Dataset excerpts:
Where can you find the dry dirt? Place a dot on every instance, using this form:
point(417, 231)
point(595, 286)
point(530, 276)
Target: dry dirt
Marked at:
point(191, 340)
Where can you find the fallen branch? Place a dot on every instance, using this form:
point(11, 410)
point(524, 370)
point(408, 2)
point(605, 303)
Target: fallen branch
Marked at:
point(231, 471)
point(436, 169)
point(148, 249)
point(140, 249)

WHAT TO DO:
Please give every entry again, precisely as it appears.

EXPECTED OUTPUT:
Where can you find the dry dirt? Place a dot on every instance, using this form:
point(417, 231)
point(595, 286)
point(530, 276)
Target: dry dirt
Marked at:
point(191, 340)
Where can you find the fallen branch? Place a dot on every instance, using this form:
point(11, 410)
point(524, 370)
point(408, 2)
point(605, 303)
Target: fallen branch
Marked at:
point(231, 471)
point(436, 169)
point(148, 249)
point(140, 249)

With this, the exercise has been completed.